(PROBLEM DESCRIPTION): Locate the line containing "of the background" in the data below. Reproduce it and every following line up to the end, exactly as given.

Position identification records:

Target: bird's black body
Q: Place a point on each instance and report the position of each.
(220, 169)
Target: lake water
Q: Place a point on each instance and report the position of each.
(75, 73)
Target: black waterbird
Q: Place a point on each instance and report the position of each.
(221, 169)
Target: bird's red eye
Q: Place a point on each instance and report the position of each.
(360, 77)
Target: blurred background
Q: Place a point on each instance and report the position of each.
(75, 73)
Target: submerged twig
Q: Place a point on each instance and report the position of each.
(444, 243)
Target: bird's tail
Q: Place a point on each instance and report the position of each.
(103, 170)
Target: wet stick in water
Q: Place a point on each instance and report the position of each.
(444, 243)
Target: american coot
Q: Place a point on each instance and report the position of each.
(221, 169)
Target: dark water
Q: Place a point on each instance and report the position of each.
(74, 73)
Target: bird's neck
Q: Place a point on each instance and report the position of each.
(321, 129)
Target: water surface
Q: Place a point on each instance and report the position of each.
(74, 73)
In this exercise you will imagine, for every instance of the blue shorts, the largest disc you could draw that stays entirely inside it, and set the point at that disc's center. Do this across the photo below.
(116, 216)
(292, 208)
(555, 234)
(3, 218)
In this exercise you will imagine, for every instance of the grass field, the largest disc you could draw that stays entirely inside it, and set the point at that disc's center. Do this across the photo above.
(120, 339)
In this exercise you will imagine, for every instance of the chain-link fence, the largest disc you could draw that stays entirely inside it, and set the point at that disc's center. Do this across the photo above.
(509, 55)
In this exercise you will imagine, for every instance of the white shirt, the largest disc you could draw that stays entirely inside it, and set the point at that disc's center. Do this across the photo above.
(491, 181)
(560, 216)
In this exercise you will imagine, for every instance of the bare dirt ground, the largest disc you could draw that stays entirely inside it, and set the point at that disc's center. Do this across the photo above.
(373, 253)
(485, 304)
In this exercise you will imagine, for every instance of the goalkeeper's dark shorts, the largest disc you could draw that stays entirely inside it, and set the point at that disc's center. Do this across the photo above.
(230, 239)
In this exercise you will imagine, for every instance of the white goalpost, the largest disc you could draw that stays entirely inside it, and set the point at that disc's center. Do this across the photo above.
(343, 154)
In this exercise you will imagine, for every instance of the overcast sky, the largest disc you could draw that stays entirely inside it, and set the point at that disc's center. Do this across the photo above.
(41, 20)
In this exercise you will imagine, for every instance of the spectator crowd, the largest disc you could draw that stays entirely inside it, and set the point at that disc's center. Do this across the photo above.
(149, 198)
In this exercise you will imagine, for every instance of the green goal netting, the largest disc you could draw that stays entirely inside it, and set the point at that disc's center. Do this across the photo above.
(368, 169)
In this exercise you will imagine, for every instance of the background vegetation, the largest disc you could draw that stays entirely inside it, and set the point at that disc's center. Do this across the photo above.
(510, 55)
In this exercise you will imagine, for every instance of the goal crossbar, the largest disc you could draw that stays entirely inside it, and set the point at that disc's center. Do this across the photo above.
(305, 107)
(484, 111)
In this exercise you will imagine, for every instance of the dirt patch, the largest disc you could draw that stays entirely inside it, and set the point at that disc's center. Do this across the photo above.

(ANSWER TO THE EXERCISE):
In this exercise you will imagine, for every instance of the background vegetation, the largest disc you could draw that stays entirely inside it, and set the point at that disc's center. Do this across the photo above.
(510, 55)
In this exercise you will imagine, for every instance of the goal crossbar, the largest disc you could draw that stays entirely inside it, and set the point at that disc's center. Do this across the photo above.
(305, 107)
(484, 111)
In this exercise you will imagine, for every instance of the dirt patch, the largest disc you could draw that stays entirely inside it, and set the point at that disc's center. Do this across the photo above.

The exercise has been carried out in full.